TASK SET
A) Copy out the passage on GPS uplift rates in Greenland and Antarctica in full, word for word.
B) How many lines of the entries below contain the word "white"? Reply with the number alone.

SELECTED TEXT

Our course, improved trajectory models also generate improved geophysical insight. Five years ago and more, geophysicists routinely plotted GPS-derived vertical velocity vectors on maps of Antarctica, Greenland and elsewhere, and then attempted to explain them in terms of glacial isostatic adjustment. Recently it has been recognized that uplift rates in Greenland and in parts of Antarctica are so variable in time that the lifetime average uplift rate is a limited representation of what is happening, and it is much more fruitful to think in terms of accelerations as well as average rates of uplift (Khan et al. 2010; Jiang et al. 2010; Bevis et al. 2012b). The vertical time series at KAGA provides a particularly striking example. Here the uplift rate has increased from \(\sim \)7.5 mm/year in mid-2006 to \(\sim \)32 mm/year at the end of 2012. It should be obvious looking at Fig. 13 (and Fig. 4) that as technical improvement in the alignment process reduces the level of scatter of the GPS measurements about the trajectory model, this improves our ability to resolve curvature in the trend component of this model.

DATASET RECORDS
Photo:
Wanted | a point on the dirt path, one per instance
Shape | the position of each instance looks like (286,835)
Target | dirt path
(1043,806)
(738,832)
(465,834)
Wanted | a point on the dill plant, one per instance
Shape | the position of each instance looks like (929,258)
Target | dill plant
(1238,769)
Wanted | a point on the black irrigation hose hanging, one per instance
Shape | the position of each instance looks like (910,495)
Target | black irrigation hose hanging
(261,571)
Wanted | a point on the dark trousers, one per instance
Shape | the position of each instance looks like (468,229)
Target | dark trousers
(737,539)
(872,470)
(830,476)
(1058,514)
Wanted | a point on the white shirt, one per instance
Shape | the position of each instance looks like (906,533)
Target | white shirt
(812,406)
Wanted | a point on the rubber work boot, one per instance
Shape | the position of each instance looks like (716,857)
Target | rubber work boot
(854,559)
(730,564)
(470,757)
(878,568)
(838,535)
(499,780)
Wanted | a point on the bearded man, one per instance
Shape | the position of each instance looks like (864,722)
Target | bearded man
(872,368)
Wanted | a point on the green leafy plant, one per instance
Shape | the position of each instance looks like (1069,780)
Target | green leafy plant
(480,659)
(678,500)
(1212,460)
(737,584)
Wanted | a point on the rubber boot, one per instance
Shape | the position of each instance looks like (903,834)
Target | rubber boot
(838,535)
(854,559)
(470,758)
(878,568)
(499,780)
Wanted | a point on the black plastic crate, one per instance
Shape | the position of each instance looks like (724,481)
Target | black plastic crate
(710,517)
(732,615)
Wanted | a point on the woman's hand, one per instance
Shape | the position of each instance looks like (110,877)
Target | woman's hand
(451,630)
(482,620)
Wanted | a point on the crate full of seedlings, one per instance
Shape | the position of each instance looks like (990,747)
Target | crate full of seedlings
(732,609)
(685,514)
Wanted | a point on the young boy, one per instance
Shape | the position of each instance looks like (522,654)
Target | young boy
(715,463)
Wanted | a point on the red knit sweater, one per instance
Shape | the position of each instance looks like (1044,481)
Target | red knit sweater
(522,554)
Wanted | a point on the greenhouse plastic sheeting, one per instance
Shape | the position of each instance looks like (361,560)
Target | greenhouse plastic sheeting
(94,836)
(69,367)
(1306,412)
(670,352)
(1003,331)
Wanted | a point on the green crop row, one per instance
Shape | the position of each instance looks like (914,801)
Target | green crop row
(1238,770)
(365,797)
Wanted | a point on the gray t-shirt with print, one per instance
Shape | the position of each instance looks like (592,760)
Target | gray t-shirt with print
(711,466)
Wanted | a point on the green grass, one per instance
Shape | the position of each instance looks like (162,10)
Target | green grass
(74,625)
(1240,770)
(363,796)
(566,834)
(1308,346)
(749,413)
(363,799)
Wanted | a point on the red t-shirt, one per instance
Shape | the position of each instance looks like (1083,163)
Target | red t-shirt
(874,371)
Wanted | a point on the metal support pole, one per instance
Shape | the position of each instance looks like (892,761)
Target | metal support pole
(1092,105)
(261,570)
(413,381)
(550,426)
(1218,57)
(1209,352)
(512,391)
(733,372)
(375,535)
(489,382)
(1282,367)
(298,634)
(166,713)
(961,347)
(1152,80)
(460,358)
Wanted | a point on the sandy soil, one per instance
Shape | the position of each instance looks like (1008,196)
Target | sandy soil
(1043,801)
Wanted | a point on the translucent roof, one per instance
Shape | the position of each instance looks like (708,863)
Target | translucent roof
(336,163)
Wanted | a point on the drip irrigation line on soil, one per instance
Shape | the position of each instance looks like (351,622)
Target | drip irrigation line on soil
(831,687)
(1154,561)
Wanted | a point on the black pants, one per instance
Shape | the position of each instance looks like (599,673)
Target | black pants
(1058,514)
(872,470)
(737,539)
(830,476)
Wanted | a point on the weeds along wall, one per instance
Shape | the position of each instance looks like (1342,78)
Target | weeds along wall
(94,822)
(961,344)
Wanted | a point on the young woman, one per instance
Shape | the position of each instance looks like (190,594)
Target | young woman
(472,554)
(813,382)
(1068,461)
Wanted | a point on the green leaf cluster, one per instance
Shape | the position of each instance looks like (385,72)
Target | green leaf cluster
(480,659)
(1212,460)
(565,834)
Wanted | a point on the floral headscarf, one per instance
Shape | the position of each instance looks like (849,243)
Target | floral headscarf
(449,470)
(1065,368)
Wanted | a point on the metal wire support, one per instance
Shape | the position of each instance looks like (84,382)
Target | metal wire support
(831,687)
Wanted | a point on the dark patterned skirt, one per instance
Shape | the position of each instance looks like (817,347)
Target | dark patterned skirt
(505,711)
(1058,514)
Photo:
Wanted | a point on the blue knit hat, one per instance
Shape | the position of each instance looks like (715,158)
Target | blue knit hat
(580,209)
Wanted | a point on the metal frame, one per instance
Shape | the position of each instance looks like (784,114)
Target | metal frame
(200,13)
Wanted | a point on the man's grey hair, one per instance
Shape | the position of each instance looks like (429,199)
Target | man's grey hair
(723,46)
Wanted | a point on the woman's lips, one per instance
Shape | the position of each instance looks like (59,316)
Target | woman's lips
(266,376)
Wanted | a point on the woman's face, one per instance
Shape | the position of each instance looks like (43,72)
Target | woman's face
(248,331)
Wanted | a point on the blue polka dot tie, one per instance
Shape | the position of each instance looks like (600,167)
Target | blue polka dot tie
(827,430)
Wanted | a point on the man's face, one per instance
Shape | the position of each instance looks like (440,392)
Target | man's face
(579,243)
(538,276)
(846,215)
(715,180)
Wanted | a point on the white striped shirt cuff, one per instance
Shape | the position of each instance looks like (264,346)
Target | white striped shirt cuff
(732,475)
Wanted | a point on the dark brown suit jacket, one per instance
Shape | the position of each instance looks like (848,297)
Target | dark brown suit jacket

EXPECTED ANSWERS
A)
Our course, improved trajectory models also generate improved geophysical insight. Five years ago and more, geophysicists routinely plotted GPS-derived vertical velocity vectors on maps of Antarctica, Greenland and elsewhere, and then attempted to explain them in terms of glacial isostatic adjustment. Recently it has been recognized that uplift rates in Greenland and in parts of Antarctica are so variable in time that the lifetime average uplift rate is a limited representation of what is happening, and it is much more fruitful to think in terms of accelerations as well as average rates of uplift (Khan et al. 2010; Jiang et al. 2010; Bevis et al. 2012b). The vertical time series at KAGA provides a particularly striking example. Here the uplift rate has increased from \(\sim \)7.5 mm/year in mid-2006 to \(\sim \)32 mm/year at the end of 2012. It should be obvious looking at Fig. 13 (and Fig. 4) that as technical improvement in the alignment process reduces the level of scatter of the GPS measurements about the trajectory model, this improves our ability to resolve curvature in the trend component of this model.

B) 4